[Some records]
┏━━
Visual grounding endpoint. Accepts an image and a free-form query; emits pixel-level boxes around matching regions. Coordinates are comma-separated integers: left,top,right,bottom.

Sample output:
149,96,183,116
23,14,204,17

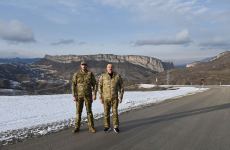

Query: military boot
72,128,80,133
89,127,96,133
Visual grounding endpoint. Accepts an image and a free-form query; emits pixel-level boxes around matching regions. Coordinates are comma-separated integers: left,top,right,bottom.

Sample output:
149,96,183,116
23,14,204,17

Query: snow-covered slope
0,87,207,143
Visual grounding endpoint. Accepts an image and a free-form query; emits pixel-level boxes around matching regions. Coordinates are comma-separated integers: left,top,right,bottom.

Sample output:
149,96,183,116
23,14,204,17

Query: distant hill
0,57,41,64
0,54,174,94
155,51,230,85
35,54,174,83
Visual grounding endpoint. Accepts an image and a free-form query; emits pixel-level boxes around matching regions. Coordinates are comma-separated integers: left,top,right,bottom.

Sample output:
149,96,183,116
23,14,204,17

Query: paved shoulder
3,87,230,150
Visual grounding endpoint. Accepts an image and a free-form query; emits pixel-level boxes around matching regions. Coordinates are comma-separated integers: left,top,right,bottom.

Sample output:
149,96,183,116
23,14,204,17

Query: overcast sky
0,0,230,64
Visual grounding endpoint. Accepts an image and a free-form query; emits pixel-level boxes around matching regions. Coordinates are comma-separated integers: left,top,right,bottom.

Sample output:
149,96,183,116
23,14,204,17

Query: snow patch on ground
0,87,207,145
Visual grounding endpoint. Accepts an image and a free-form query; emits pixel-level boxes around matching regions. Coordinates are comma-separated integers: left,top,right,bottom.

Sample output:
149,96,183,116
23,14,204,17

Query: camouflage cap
81,60,87,65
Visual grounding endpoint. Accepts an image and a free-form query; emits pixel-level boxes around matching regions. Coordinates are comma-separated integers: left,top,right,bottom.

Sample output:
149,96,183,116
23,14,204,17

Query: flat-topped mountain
0,54,174,94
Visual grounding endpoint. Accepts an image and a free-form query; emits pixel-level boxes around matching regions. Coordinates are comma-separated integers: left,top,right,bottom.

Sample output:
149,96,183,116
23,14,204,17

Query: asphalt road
2,87,230,150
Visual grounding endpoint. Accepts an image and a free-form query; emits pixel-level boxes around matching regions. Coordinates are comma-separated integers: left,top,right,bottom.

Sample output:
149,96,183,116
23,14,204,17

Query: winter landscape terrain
0,84,207,145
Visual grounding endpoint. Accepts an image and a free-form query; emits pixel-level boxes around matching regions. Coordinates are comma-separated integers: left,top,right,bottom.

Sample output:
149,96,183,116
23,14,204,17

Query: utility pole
166,70,170,85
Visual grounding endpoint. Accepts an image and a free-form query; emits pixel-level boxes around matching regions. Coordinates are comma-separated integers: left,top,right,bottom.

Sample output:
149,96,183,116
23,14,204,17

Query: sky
0,0,230,64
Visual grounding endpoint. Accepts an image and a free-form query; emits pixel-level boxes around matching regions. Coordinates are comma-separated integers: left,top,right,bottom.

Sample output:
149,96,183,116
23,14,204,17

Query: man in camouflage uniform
72,61,97,133
99,64,124,133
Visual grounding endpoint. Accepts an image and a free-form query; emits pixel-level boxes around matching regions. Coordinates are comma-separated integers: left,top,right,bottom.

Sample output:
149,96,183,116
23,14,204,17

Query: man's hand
99,96,104,104
93,94,97,100
73,96,78,102
118,96,122,103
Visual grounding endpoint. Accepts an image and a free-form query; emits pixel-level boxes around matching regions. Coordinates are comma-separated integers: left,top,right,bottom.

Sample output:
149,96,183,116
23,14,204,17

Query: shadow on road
122,103,230,131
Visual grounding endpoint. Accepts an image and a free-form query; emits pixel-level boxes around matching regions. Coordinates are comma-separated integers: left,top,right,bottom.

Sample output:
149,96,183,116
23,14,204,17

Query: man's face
81,64,88,71
106,64,113,73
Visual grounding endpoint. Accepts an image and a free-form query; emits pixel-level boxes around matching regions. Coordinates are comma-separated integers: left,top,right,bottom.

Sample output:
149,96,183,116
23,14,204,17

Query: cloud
51,39,75,46
135,30,192,46
0,20,35,43
97,0,209,19
199,37,230,49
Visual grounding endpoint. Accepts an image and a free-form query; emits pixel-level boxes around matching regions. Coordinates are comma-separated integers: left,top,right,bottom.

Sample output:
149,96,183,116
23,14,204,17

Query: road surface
1,87,230,150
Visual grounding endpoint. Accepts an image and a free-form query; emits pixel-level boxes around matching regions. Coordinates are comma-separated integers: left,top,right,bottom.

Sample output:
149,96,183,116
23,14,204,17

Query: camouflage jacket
98,72,124,99
72,70,97,98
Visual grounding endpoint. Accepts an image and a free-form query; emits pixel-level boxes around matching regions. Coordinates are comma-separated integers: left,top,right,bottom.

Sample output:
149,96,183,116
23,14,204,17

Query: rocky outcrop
45,54,174,72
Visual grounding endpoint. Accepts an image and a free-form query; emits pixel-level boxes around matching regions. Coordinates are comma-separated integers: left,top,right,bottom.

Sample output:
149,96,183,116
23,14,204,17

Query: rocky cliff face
157,51,230,85
45,54,174,72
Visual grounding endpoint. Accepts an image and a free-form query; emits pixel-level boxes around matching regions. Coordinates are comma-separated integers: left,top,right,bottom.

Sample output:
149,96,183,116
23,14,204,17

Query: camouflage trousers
104,98,119,128
75,97,94,128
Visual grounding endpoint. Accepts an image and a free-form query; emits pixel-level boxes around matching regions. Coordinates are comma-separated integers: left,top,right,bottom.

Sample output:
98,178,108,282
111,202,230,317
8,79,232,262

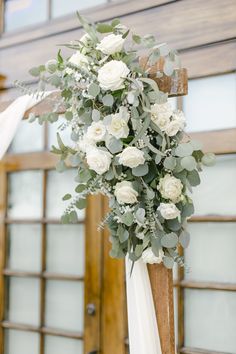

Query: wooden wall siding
0,0,236,87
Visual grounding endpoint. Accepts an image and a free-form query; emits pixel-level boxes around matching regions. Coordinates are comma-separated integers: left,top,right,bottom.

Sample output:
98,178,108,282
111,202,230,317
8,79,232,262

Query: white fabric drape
0,92,51,160
126,258,162,354
0,92,162,354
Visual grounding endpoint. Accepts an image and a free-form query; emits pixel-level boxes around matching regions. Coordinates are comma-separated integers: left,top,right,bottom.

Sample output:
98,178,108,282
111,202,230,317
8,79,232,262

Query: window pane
47,225,85,276
5,0,47,32
52,0,107,17
7,277,40,325
10,120,44,153
183,74,236,132
4,329,40,354
193,155,236,215
45,336,83,354
7,225,41,272
46,280,84,331
185,223,236,282
8,171,43,219
185,290,236,353
47,169,84,219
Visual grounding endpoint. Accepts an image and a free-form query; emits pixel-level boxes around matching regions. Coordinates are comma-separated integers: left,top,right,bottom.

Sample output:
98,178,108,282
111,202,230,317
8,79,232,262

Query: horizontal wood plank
0,0,236,86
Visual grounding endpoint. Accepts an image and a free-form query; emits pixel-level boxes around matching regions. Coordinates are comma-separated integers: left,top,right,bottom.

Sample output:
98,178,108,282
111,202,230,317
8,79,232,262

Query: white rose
158,174,183,203
98,60,129,91
86,121,106,142
158,203,180,220
86,147,112,175
78,134,95,152
142,247,164,264
107,107,129,139
96,34,125,55
119,146,145,168
114,181,138,204
151,102,173,131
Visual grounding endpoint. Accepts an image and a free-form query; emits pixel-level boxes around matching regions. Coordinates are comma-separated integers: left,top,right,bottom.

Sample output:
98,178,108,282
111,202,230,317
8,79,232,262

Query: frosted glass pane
185,290,236,353
47,225,85,276
185,223,236,282
193,155,236,215
183,74,236,132
10,120,44,153
47,169,84,219
8,224,41,272
7,277,40,325
46,280,84,331
52,0,107,17
48,115,74,150
8,171,43,219
45,336,83,354
4,329,40,354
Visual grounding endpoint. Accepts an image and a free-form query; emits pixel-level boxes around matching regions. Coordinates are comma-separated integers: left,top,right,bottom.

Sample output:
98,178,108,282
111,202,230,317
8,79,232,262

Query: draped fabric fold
0,92,51,160
126,258,162,354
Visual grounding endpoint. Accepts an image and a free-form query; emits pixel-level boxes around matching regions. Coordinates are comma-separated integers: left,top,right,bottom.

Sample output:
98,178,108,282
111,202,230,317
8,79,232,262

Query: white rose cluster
158,174,183,203
151,102,186,137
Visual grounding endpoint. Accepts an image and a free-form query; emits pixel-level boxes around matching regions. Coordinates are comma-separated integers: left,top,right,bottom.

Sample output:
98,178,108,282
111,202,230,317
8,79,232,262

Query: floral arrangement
20,14,214,268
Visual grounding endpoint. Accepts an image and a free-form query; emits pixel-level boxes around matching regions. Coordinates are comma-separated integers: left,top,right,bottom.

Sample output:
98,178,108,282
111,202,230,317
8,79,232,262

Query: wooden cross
0,57,188,354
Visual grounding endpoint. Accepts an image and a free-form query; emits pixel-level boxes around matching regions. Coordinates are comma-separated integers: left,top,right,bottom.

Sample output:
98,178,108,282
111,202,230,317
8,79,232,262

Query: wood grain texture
101,199,127,354
84,196,103,354
148,264,175,354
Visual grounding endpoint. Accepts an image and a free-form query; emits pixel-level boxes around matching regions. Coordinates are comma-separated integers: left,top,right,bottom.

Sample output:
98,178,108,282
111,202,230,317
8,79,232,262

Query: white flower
119,146,145,168
98,60,129,91
151,102,173,131
78,134,95,152
115,181,138,204
86,121,106,142
107,107,129,139
158,174,183,203
86,147,112,175
158,203,180,220
96,34,125,55
142,247,164,264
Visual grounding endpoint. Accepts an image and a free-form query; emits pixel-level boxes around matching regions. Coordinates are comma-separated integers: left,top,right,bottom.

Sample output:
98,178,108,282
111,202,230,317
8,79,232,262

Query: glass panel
45,336,83,354
7,277,40,325
8,224,41,272
46,280,84,332
185,290,236,353
52,0,107,17
5,0,48,32
47,169,84,219
10,120,44,153
183,74,236,132
185,223,236,282
193,155,236,215
47,225,85,276
48,115,74,150
4,329,40,354
8,171,43,219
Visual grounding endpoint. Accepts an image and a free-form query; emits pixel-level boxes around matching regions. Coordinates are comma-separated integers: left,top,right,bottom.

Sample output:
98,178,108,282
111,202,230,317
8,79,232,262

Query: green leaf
175,143,193,157
161,232,179,248
88,82,100,97
62,193,72,200
163,257,174,269
102,94,114,107
164,156,176,171
202,152,216,167
181,156,197,171
121,211,134,226
132,164,149,177
75,199,87,209
132,34,142,44
179,230,190,248
96,23,113,33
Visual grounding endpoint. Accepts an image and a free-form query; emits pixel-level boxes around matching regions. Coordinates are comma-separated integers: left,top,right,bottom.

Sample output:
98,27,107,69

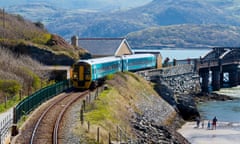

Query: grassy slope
0,10,81,59
74,73,175,143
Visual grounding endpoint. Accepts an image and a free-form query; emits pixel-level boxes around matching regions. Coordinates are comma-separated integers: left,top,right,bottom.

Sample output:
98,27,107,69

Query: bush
0,80,22,96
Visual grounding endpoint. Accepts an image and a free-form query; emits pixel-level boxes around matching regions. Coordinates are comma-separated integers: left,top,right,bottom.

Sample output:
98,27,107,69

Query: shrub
0,80,21,96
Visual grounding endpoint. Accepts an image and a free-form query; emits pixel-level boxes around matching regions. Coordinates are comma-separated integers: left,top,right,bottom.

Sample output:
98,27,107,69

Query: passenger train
71,54,157,89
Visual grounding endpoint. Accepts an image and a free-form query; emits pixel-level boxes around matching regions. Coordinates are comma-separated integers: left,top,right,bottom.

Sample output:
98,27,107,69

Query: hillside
0,10,86,65
0,10,88,111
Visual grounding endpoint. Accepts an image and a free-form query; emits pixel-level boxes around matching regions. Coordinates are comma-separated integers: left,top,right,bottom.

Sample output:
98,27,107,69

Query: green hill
0,10,86,65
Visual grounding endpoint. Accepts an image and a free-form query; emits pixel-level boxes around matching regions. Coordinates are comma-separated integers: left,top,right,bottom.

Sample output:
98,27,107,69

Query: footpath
178,121,240,144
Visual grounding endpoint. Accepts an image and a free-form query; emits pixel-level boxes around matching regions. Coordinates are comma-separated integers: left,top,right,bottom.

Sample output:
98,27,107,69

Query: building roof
78,38,132,56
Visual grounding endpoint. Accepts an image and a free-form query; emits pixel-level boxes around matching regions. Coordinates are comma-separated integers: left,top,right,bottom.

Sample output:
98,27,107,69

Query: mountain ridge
3,0,240,47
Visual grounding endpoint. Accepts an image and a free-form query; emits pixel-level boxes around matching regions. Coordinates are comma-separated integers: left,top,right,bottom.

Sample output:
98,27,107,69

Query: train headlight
73,74,77,79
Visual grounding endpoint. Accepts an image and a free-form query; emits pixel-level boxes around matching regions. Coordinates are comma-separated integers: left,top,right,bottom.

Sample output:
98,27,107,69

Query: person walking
212,116,217,129
207,120,211,130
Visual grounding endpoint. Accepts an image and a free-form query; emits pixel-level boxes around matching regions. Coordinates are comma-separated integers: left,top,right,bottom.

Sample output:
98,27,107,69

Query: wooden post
108,133,111,144
80,109,83,125
117,126,119,141
88,121,90,132
88,91,91,103
4,94,7,108
83,100,86,111
97,127,99,143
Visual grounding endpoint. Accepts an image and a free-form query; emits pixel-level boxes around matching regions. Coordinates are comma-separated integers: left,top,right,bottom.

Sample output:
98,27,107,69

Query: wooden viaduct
195,47,240,92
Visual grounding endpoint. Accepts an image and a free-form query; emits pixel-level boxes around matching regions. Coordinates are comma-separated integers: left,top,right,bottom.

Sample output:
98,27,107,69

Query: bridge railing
13,80,71,124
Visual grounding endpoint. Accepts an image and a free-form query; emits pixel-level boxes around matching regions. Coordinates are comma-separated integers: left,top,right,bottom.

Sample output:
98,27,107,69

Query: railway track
13,91,88,144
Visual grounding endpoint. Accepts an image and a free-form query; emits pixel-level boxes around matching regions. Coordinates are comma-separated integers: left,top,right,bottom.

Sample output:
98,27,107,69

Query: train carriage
72,57,122,89
122,54,157,71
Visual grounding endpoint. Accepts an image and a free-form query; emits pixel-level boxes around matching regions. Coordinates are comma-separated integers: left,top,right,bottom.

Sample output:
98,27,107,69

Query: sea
137,49,240,122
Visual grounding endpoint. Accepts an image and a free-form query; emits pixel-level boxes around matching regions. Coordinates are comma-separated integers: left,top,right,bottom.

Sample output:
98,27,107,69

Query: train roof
122,54,155,59
77,56,121,65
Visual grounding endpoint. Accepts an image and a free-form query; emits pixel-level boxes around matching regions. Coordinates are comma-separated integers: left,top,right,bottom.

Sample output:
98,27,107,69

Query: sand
178,121,240,144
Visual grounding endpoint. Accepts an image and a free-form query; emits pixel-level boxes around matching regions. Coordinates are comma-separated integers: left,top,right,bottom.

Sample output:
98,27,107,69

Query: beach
178,120,240,144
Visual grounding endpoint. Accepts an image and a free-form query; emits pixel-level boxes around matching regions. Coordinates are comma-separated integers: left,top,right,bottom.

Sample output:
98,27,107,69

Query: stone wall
138,65,201,120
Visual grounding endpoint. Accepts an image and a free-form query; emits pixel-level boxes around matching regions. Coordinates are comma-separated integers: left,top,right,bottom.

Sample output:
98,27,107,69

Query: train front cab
72,62,92,89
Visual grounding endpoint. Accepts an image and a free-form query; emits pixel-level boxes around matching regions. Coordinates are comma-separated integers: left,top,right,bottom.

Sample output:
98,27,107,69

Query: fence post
108,133,111,144
83,100,86,111
80,109,83,125
117,126,119,141
97,127,99,143
88,121,90,132
89,91,91,103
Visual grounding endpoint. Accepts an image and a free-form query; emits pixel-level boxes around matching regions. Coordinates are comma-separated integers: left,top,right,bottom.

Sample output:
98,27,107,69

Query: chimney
71,36,78,47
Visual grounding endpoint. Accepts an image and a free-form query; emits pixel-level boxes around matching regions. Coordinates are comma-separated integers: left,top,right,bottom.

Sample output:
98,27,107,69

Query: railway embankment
65,73,188,144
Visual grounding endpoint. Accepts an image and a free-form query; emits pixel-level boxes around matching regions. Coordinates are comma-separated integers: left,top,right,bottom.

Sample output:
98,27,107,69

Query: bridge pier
212,69,222,91
229,66,239,86
199,69,209,93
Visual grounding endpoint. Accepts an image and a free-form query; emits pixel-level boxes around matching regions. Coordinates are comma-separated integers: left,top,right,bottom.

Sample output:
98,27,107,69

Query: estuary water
157,49,240,122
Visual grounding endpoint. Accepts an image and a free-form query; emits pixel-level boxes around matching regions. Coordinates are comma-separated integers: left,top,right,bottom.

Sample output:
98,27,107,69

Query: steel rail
53,91,88,144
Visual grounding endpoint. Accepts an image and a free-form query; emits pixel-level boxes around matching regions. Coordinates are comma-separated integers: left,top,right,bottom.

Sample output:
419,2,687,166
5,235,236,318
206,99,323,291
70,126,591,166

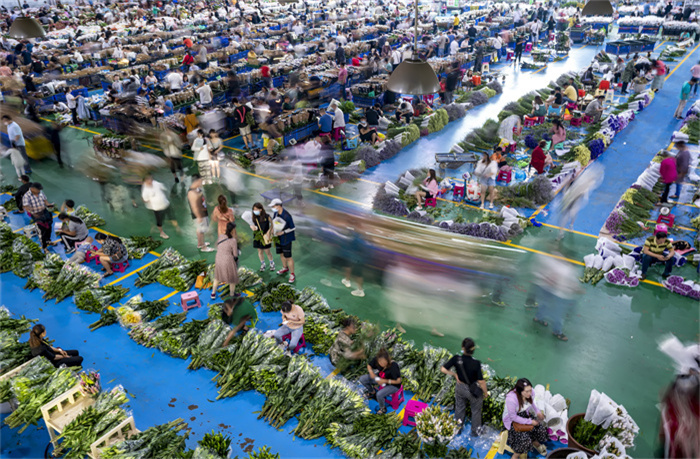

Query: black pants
51,350,83,368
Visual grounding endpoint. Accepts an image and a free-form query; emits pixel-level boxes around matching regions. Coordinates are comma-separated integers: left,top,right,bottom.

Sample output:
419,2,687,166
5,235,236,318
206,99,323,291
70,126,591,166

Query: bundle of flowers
294,379,369,440
416,405,460,457
100,418,189,459
134,247,187,287
44,263,102,303
5,357,78,433
605,268,640,287
664,276,700,300
258,358,323,429
73,206,107,228
56,386,129,458
588,139,605,159
571,389,639,457
572,143,591,167
187,319,231,370
326,414,404,459
214,330,286,400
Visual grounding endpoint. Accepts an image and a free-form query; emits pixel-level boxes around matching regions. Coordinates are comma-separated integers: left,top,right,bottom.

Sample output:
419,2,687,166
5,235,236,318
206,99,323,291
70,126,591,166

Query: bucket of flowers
416,405,460,457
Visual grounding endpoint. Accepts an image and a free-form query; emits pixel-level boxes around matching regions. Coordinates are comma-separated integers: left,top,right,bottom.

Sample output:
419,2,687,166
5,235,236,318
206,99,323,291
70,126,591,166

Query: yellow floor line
664,43,700,81
107,259,158,285
158,290,180,301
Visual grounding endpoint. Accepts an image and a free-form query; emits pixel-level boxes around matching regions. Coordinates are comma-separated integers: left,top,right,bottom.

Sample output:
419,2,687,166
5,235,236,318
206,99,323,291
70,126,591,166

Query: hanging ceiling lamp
8,0,46,39
581,0,614,16
386,0,440,96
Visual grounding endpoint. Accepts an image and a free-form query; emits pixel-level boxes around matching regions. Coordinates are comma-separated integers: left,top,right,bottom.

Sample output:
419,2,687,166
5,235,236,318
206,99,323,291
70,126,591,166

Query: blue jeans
642,254,676,276
273,325,304,351
360,375,399,410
┗━━
_PROBLEM DESCRIPTION_
List as numbered lines, skipping blank lines, the part of the records that runs from the start through the line containing "35,54,174,83". Leave the pictures out of the answer.

_SOLUTION FOR THIS PROBLEM_
1. Visual grounding endpoint. Accepts an image and a free-form query; emits pixel-level boxes around matching regions. Coordinates are comma-separated integers: left,top,right,bottom.
2. Sample output:
3. 149,96,183,116
4. 23,14,204,17
5. Query: military boot
6. 72,128,80,133
7. 89,127,96,133
8. Visual grounding endpoint. Accepts an image and a free-form query; emits pixel-level boxes around matching regions. Coordinates are comma-separated integers: left,top,right,bottom.
9. Sample output:
10. 149,96,183,116
11. 23,14,204,17
12. Query: snow-covered slope
13. 0,87,207,143
14. Visual grounding endpoint. Accepts an image and a free-form query; emits pixel-level boxes around matching regions. Coordinates are comma-separated integers: left,top,right,bottom.
15. Sample output:
16. 149,96,183,116
17. 23,14,204,17
18. Query: distant hill
19. 0,57,41,64
20. 0,54,174,94
21. 155,51,230,85
22. 35,54,174,83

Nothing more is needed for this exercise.